**Excerpt provided**

★ ★ ★

You can always check the Aerobic Training Effect of any workout to discover how that specific session stimulated your development. This insight allows you to dial in your efforts to an appropriate level for you personally. A good rule-of-thumb method for improving VO2max is to challenge yourself 2-3 times per week with workouts that have an Aerobic Training Effect of 3.0-4.0.

Inadequate Recovery #2

Another common problem for those struggling to improve their VO2max is a lack of adequate recovery. Goal-oriented athletes are often eager to progress and achieve their goals as quickly as possible. This frequently leads to training longer and harder than you should, which can be ultimately counterproductive.

The physiological adaptations that enhance your future performance capacity can only take place during the recovery periods between challenging activities. Tackling the next hard challenge before recovering from the last one means missed opportunity. You are giving up on the full developmental benefit triggered by your earlier workout.

If you suspect that a lack of progress is the result of poor recovery, it’s always a good idea to keep an eye on your recovery time feedback to learn more about how long it takes you to bounce back from various types of workouts.

Lack of Variety in Your Efforts #3

Sometimes jump starting an increase in VO2max is as simple as changing up your training routines. High-intensity efforts are key to improving your VO2max, but over focusing on these tough workouts can lead to weaknesses in supporting systems. It’s important to build a strong foundation with different kinds of efforts. This is where tools like Training Load Balance (Load Focus) come in handy, revealing how your high- and low-intensity aerobic efforts and dynamic anaerobic efforts contribute to your overall training load.

★ ★ ★

**Dataset extract**

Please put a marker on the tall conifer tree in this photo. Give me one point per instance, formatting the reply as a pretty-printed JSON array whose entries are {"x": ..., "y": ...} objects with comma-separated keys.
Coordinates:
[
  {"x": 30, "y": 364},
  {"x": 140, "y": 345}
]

★ ★ ★

**Work item**
Quote the passage on VO2max training word for word, from "If you suspect" up to and including "overall training load.".

**Exercise result**
If you suspect that a lack of progress is the result of poor recovery, it’s always a good idea to keep an eye on your recovery time feedback to learn more about how long it takes you to bounce back from various types of workouts.

Lack of Variety in Your Efforts #3

Sometimes jump starting an increase in VO2max is as simple as changing up your training routines. High-intensity efforts are key to improving your VO2max, but over focusing on these tough workouts can lead to weaknesses in supporting systems. It’s important to build a strong foundation with different kinds of efforts. This is where tools like Training Load Balance (Load Focus) come in handy, revealing how your high- and low-intensity aerobic efforts and dynamic anaerobic efforts contribute to your overall training load.